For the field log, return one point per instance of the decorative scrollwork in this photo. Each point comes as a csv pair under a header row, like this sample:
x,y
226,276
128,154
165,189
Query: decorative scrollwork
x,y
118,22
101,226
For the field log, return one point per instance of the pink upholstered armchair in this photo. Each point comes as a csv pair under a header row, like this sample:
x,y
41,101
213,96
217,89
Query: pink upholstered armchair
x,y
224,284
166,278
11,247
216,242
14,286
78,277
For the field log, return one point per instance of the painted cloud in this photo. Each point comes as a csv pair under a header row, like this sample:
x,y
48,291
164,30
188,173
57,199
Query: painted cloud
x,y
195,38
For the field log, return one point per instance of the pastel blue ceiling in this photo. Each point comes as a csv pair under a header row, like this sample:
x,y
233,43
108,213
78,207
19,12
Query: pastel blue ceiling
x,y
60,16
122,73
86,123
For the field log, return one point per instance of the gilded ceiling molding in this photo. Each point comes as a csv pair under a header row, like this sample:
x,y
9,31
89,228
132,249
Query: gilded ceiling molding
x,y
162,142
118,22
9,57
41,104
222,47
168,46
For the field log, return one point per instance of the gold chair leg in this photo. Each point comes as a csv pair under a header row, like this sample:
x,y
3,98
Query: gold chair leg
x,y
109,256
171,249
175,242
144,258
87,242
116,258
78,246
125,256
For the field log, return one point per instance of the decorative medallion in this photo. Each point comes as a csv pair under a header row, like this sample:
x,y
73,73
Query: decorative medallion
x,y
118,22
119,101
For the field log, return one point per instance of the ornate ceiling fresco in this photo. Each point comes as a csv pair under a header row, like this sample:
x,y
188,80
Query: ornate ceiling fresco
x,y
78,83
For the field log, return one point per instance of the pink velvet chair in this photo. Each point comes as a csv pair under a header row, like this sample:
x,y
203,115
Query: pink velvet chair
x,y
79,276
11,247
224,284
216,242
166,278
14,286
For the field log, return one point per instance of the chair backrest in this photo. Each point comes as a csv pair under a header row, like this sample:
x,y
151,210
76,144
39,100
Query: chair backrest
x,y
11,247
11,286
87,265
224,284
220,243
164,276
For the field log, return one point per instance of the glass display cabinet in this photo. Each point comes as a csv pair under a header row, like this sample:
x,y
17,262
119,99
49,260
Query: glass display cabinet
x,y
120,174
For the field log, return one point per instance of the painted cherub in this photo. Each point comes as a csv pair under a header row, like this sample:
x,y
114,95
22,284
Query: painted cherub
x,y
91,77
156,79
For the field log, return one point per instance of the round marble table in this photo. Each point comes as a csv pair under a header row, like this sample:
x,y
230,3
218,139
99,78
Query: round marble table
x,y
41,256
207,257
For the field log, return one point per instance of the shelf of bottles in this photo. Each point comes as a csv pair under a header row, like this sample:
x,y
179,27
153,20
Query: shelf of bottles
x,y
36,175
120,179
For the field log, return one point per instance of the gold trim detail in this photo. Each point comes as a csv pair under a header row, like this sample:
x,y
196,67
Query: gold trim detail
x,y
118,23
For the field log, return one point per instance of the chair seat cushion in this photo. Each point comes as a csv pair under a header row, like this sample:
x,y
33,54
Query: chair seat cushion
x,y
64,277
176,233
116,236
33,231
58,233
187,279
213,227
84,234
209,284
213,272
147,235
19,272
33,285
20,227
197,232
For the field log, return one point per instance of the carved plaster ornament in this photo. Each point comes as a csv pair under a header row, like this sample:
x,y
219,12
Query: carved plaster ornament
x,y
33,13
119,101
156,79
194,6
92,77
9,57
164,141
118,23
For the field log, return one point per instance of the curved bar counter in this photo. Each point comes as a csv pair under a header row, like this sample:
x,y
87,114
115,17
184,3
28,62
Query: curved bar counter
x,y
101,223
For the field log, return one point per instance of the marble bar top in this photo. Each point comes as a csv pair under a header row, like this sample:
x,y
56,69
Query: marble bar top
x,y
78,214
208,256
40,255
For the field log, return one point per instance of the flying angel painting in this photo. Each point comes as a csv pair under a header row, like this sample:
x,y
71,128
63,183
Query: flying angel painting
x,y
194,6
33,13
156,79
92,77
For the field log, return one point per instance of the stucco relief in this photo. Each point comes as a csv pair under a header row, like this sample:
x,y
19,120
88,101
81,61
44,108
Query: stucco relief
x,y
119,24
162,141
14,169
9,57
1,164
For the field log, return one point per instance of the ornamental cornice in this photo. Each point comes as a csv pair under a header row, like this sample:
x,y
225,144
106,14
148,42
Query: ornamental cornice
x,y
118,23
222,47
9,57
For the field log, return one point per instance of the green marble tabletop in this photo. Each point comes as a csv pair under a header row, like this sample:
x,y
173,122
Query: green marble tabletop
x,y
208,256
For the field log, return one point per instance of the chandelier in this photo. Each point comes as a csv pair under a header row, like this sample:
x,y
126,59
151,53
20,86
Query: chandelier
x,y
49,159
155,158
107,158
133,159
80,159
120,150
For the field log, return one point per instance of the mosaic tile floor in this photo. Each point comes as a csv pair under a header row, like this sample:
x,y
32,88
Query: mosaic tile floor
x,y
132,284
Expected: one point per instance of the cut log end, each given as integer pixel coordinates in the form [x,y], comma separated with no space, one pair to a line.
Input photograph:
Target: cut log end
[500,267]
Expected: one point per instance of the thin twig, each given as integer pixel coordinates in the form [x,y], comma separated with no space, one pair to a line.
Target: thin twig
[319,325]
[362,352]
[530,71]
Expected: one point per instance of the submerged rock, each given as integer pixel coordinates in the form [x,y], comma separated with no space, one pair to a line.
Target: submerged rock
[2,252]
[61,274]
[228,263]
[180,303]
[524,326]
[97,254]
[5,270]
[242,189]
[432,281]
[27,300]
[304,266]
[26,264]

━━━━━━━━

Problem statement:
Copy the data above. Keep each line exact.

Answer area:
For the field log, return one point per instance of the decorative scrollwork in this photo. Each point comes as a csv pair under a header row, like this sample:
x,y
226,276
128,154
165,189
Query: decorative scrollwork
x,y
118,22
101,226
For the field log, return one point per instance of the pink upholstered armchair in this photo. Each point comes as a csv pair under a header row, like this sample:
x,y
41,101
213,96
217,89
Query: pink upholstered armchair
x,y
224,284
166,278
11,247
216,242
14,286
78,277
For the field log, return one point per instance of the painted cloud in this photo. Each point comes as a csv pair under a header row, like this sample:
x,y
48,291
164,30
188,173
57,199
Query: painted cloud
x,y
195,38
For the field log, return one point per instance of the pastel blue ceiling in this photo. Each point comes as a csv pair under a header row, like this sample:
x,y
233,43
108,213
78,207
19,12
Query: pastel blue ceiling
x,y
60,16
122,73
86,123
For the field log, return one point per instance of the gilded ceiling molding in this photo. Each point comes as a csv pair under a header row, like this sample:
x,y
9,31
89,228
132,249
Query: gilded ceiling molding
x,y
162,142
118,22
9,57
41,104
222,47
168,46
For the field log, return one point per instance of the gold chair leg in this photo. Each point comes as a csv pair under a header row, like this sample:
x,y
3,98
Query: gold chair leg
x,y
109,256
171,249
175,242
144,258
87,242
116,258
78,246
125,256
For the field log, return one point per instance of the decorative medallion in this photo. Each point comes as a csv pair under a header row, like this sample:
x,y
73,73
Query: decorative medallion
x,y
118,22
119,101
For the field log, return one point per instance of the ornate ceiling fresco in this photo. Each point comes as a csv pair under a header row, like this sample:
x,y
188,80
Query: ornate ceiling fresco
x,y
78,83
For the field log, return one point per instance of the pink velvet chair in this photo. Each point comes as a csv pair under a header row, like this sample:
x,y
203,115
Query: pink velvet chair
x,y
79,276
11,247
224,284
216,242
166,278
14,286
For the field log, return one point per instance of the chair backrest in this photo. Each point comes as a csv pair under a header row, like this sample:
x,y
151,210
76,144
39,100
Query: chair backrest
x,y
11,247
11,286
87,265
224,284
220,243
164,276
For the field log, return one point per instance of the glass display cabinet in this photo. Each point comes as a csv pair under a header row, like this sample:
x,y
17,262
119,99
49,260
Query: glass display cabinet
x,y
120,174
For the field log, return one point per instance of the painted cherub in this photo. Each point comes as a csv pair under a header row, like this sample:
x,y
114,95
22,284
Query: painted cherub
x,y
91,77
156,79
For the field log, return one point per instance of the round marble table in this photo. Each point comes as a csv pair under a header row, like this sample:
x,y
230,3
218,139
99,78
Query: round marble table
x,y
41,256
207,257
For the field log, return one point per instance of the shelf of bottles in this photo. Each point comes as a csv pair under a header row, like this sample:
x,y
179,27
153,20
Query: shelf of bottles
x,y
36,175
120,179
For the field log, return one point per instance of the gold trim detail in this photo. Each point comes as a csv pair under a header row, like this sample:
x,y
196,67
Query: gold trim detail
x,y
118,23
For the field log, return one point per instance of the chair seat cushion in this photo. Each point comes as a csv pair under a header row, like this sample:
x,y
33,54
Query: chair seat cushion
x,y
64,277
176,233
116,236
33,231
58,233
187,279
213,227
84,234
209,284
213,272
147,235
19,272
33,285
20,227
197,232
For the field log, return one point per instance of the carved plaster ornament in this photo. Each point comes as a csv pair under a header row, like this sample:
x,y
219,12
Query: carved plaster ornament
x,y
33,13
119,101
156,79
194,6
92,77
9,57
164,141
118,23
For the field log, return one point per instance of the curved bar counter in this photo. Each point comes as a csv pair under a header row, like this sample:
x,y
87,114
115,17
184,3
28,62
Query: curved bar counter
x,y
101,223
For the field log, return one point per instance of the marble bar top in this photo. Each point comes as a csv pair under a header row, like this sample:
x,y
56,69
Query: marble bar top
x,y
78,214
208,256
40,255
For the field log, return one point per instance of the flying angel painting in this photo. Each point comes as a csv pair under a header row, like this sample:
x,y
71,128
63,183
Query: flying angel painting
x,y
194,6
33,13
156,79
92,77
For the field log, return one point per instance of the stucco relief in this photo. Each point comes as a csv pair under a header row, like this sample:
x,y
19,120
88,101
81,61
44,108
Query: stucco relief
x,y
119,24
162,141
14,169
9,57
1,164
For the field log, return one point per instance of the ornamental cornice in this photo. Each point comes as a csv pair under a header row, like this sample:
x,y
225,144
106,14
148,42
Query: ornamental cornice
x,y
118,23
222,47
9,57
For the field log, return one point per instance of the green marble tabletop in this photo. Each point comes as a csv pair under a header row, like this sample:
x,y
173,122
Query: green marble tabletop
x,y
208,256
For the field log, return one point per instance of the chandelier in this photo. Each point comes as a csv pair under a header row, like this sample:
x,y
126,59
151,53
20,86
Query: chandelier
x,y
49,159
155,158
107,158
133,159
80,159
120,150
For the field log, return one point per instance of the mosaic tile floor in this photo. Each point comes as a csv pair under a header row, like this sample:
x,y
32,88
Query: mosaic tile floor
x,y
132,284
Expected: one point per instance of the cut log end, each given as integer pixel coordinates in the form [x,y], comma separated with no space, one pair to a line.
Input photograph:
Target: cut log end
[500,267]
Expected: one point per instance of the thin twig, each given as integer pixel coordinates in the form [x,y], comma separated with no space, one pair to a line.
Target: thin twig
[319,325]
[362,352]
[530,71]
Expected: one point per instance of the submerged rock, each given as integer pixel coordinates in the form [x,y], comma separated with no space, one pair to a line.
Target: submerged rock
[2,252]
[61,274]
[228,263]
[180,303]
[524,326]
[97,254]
[5,270]
[242,189]
[432,281]
[27,300]
[304,266]
[26,264]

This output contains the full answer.